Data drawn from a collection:
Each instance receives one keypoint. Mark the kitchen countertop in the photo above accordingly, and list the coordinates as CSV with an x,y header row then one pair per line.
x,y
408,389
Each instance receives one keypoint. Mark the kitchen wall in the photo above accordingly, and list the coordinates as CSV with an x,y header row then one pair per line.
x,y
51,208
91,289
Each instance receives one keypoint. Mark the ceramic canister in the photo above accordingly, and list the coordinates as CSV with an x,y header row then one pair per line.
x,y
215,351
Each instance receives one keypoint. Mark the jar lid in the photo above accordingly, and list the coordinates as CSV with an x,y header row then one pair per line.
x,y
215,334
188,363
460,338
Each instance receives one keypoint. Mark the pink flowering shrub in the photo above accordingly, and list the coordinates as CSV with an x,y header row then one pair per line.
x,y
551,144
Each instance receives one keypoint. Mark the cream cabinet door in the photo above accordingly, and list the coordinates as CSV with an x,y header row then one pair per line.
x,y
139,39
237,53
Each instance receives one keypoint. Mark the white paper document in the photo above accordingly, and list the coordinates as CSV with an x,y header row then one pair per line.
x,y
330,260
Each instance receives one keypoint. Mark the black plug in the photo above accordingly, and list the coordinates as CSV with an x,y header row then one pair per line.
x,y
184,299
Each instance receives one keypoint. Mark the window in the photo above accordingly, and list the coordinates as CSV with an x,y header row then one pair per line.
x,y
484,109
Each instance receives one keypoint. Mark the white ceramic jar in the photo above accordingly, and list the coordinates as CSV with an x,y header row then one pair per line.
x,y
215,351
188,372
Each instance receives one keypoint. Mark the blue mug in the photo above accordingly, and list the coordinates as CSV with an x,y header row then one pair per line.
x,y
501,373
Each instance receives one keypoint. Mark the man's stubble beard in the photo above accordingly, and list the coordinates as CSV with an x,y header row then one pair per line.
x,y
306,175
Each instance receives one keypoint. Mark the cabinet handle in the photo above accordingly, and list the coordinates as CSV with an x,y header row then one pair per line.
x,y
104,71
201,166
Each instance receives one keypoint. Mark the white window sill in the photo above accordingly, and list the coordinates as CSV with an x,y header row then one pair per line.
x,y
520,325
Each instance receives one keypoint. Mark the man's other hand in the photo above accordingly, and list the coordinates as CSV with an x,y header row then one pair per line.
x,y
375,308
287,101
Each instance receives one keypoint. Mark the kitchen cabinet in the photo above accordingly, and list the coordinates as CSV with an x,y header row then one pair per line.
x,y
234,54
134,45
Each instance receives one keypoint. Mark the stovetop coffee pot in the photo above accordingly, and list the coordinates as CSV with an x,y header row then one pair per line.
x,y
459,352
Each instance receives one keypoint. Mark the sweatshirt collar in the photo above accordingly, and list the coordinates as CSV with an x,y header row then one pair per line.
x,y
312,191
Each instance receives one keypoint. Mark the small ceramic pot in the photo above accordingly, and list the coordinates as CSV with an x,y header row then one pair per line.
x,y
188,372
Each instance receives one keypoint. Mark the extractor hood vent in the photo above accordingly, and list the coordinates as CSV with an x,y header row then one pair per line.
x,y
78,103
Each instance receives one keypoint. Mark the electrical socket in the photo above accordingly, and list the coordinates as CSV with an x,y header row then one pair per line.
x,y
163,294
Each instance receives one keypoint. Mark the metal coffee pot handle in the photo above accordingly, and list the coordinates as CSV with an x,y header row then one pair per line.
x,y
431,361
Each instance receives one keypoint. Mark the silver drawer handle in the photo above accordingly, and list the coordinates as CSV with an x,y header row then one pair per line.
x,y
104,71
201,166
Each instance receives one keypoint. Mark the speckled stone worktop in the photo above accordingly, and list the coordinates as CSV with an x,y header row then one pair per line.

* _EXERCISE_: Retype the data exactly, starting with the line that contains "Each instance receives one keypoint. Mark the metal" and going on through the last line of the data, with both of those lines included.

* _EXERCISE RESPONSE_:
Each instance receives one keypoint. Mark the metal coffee pot handle in the photo above accordingly, and list the coordinates as CSV with an x,y header row then one pair per line.
x,y
431,361
Each instance receives one keypoint. Mark the silver drawer handle in the photo above accordingly, and list the coordinates as CSV with an x,y header row then one pair per line.
x,y
104,71
201,166
Each instance receives one keypoint. Mark the speckled stone worktop in the photo above accordingly, and list the coordinates as CSV with an x,y header row then one pair per line.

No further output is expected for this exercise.